[Natural-language object grounding data]
»»

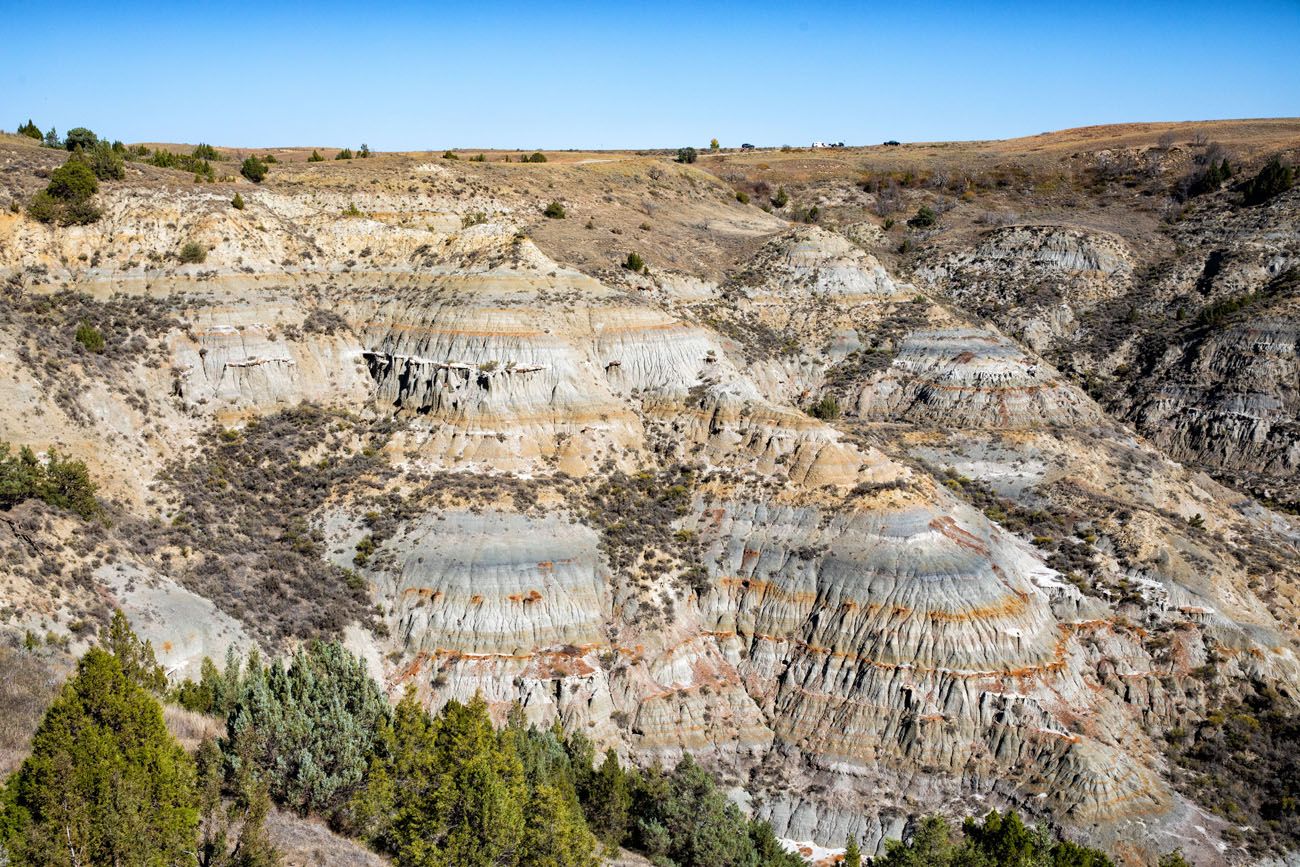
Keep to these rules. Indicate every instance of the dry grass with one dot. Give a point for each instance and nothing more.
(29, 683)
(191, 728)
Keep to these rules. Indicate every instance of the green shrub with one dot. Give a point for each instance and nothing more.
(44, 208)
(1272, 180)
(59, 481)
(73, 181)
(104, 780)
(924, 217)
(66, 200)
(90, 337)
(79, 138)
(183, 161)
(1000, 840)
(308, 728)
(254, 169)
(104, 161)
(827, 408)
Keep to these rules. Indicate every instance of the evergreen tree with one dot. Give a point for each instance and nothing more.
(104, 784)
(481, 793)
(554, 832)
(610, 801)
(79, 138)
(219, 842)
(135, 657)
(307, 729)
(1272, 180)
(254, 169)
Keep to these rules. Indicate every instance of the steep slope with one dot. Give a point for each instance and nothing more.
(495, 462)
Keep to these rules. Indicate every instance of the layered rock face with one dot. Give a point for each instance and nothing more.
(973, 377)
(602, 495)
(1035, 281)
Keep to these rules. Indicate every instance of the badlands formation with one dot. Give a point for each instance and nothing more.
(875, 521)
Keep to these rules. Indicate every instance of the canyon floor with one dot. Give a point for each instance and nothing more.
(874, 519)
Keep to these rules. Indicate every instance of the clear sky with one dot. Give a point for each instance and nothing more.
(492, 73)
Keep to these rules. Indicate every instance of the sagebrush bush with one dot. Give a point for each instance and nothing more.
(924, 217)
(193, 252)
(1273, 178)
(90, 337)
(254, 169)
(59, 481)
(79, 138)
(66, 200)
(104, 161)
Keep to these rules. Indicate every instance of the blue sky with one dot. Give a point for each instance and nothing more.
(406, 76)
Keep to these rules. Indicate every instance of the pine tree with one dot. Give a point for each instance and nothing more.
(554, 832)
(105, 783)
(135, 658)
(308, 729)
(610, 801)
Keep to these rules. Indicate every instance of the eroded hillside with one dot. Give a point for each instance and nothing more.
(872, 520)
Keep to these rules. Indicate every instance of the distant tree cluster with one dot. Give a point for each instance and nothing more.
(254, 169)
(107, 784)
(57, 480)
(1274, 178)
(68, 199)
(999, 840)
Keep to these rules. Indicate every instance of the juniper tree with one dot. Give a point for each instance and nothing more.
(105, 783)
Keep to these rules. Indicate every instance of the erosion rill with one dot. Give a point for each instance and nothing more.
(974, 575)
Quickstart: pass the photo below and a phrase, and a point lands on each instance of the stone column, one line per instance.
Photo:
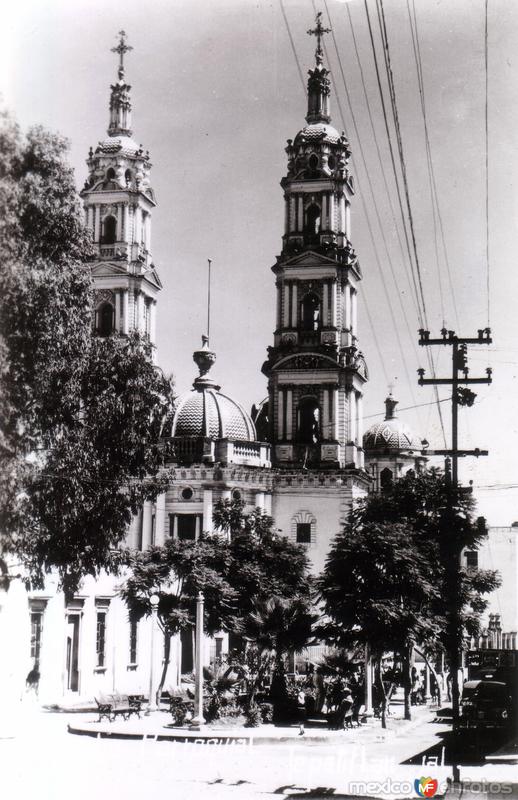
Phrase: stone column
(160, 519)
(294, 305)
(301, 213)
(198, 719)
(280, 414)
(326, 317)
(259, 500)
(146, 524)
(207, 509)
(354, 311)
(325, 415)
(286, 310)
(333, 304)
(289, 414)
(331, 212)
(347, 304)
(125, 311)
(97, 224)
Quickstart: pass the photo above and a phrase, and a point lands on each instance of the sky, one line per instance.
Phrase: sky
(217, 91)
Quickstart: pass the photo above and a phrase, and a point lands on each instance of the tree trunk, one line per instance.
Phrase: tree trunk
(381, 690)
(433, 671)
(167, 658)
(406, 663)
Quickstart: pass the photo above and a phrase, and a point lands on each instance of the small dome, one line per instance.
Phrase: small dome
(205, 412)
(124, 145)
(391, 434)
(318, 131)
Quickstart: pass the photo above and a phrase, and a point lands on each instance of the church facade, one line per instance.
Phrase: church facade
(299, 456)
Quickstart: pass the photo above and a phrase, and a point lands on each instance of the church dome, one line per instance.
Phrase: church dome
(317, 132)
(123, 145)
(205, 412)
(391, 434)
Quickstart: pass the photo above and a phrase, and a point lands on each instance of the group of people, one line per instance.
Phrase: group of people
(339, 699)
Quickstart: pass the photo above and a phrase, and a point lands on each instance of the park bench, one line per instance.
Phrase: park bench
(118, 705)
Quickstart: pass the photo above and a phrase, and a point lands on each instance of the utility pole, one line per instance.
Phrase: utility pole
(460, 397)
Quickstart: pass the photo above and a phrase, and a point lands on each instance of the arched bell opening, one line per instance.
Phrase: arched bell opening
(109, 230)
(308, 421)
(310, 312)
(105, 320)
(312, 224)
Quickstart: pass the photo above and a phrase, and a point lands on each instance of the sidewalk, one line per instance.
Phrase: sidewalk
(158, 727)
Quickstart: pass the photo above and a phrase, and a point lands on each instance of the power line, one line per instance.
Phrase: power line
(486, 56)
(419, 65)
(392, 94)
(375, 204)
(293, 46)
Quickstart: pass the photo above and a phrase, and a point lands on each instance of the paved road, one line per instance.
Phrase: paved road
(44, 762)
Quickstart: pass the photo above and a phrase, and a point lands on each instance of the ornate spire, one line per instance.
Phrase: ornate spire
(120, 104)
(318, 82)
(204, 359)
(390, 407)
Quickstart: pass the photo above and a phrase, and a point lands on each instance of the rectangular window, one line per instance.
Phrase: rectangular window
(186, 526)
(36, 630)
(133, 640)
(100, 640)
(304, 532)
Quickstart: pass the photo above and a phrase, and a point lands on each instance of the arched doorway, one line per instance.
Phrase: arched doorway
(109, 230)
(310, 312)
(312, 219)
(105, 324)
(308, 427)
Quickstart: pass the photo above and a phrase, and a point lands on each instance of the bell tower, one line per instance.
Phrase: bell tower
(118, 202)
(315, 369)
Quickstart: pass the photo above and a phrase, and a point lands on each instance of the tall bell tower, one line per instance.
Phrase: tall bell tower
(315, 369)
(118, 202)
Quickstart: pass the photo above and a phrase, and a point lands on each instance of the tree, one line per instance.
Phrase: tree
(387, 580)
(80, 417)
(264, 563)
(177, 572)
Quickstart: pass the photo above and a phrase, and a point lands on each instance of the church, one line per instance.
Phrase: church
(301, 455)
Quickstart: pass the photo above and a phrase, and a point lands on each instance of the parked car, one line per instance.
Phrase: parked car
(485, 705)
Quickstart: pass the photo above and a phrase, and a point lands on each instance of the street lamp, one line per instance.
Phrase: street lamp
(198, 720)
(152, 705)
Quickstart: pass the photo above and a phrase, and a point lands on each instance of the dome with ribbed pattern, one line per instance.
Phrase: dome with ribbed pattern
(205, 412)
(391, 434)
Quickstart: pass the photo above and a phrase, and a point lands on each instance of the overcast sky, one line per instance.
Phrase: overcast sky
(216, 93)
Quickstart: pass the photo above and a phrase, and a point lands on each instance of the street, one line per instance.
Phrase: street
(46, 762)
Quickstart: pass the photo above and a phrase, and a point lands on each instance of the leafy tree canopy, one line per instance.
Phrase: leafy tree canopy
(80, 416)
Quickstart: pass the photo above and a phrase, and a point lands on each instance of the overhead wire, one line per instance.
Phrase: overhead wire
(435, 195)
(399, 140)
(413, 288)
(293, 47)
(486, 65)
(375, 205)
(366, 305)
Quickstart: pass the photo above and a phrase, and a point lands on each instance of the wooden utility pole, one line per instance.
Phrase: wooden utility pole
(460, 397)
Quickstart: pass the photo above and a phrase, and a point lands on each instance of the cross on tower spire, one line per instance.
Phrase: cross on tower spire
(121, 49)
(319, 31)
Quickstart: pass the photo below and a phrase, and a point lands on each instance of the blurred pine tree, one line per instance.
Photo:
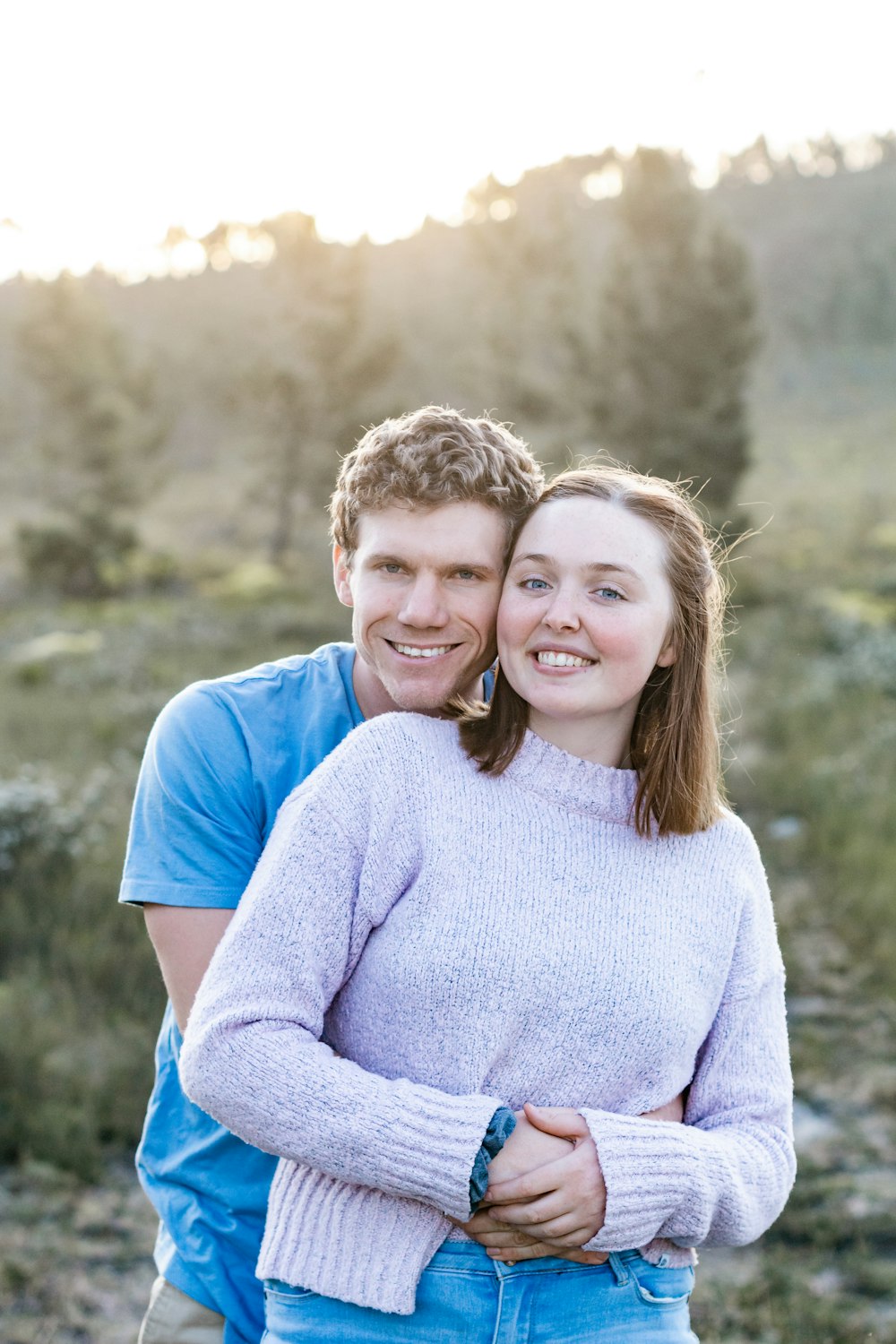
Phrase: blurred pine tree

««

Scan the records above, then copy out each line that mentions "below".

Quickstart: pass the photo below and a phrase, and a point lands on each instance of the stone column, one line per instance.
Quickstart: pass the photo below and a phrase, and a point lands on each instance of the blurred pine tree, one line per instance.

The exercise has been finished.